=== ACTIVITY ===
What is needed is an exact copy of every entry below, with the pictures left out.

=== DATA UNDER STUDY ===

"""

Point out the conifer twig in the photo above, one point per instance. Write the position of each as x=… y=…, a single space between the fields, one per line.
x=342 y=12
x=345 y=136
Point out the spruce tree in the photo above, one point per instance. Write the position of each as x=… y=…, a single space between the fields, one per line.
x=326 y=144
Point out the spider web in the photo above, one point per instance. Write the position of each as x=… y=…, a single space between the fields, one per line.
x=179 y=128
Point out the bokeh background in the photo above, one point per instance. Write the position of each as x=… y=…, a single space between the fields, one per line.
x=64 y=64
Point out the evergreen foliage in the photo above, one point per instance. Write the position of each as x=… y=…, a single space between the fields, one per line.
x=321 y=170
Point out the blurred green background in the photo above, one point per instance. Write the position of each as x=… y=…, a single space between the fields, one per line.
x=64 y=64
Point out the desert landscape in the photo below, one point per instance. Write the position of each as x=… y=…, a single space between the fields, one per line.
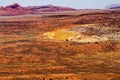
x=59 y=43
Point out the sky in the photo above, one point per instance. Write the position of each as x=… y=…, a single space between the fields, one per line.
x=78 y=4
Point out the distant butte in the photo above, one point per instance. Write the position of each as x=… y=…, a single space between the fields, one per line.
x=16 y=9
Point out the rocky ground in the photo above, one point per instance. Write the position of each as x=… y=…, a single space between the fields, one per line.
x=76 y=45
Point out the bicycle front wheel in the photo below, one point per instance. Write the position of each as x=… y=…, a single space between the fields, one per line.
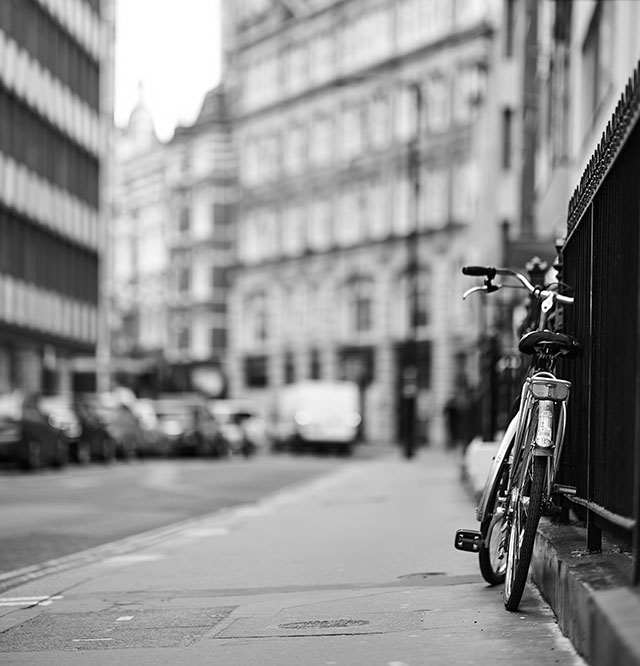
x=526 y=506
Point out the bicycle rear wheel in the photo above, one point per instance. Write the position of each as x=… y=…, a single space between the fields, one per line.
x=526 y=509
x=492 y=554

"""

=== YOUR RESPONSE ===
Point out the conifer twig in the photo above, one point per instance. Write the position of each as x=… y=…, a single space between the fields, one per line.
x=342 y=12
x=345 y=136
Point out the spruce tree in the photo above, one point per instance. Write the position of each as x=… y=…, a single space between the fields, one per line.
x=326 y=144
Point out the spider web in the photo above, one point per instance. Write the position of each as x=… y=…, a single space between the fields, one per line.
x=179 y=128
Point out the bokeh background in the photo above, one point per instance. Write the position of each as x=… y=…, a single space between the fields, one per line.
x=64 y=64
Point out the evergreen foliage in the photo above, one point per instance. Write the position of each as x=… y=…, a single space between the fields, one per line.
x=321 y=170
Point out the blurred green background in the photo above, one point per instance. Write the position of each as x=… y=…, a single space between the fields, one per line.
x=64 y=64
Point out the desert landscape in the photo below, one point per instance. Write the position of each as x=… y=…, a single space between the fields, one per line.
x=59 y=43
Point out the sky in the photo above, one point per instance. Write the position of each as x=… y=…, a single space between the fields, one per line.
x=78 y=4
Point out the distant butte in the photo above, one point per instance. Write the position of each as x=… y=…, a single space between the fields, one per line.
x=16 y=9
Point out the rocky ground in the photo above, one point per instance. Write the position of each as x=… y=…, a single space between the fields, one per line.
x=76 y=45
Point out the bicycle front wheel in the photo below, one point per instance. Write the position of each as x=… y=…, a single space between the fields, one per line.
x=526 y=506
Point out the bicycle rear wheel in the photo above, one point per instance. Write the position of each as x=… y=…, a single space between the fields, one per line.
x=526 y=509
x=492 y=554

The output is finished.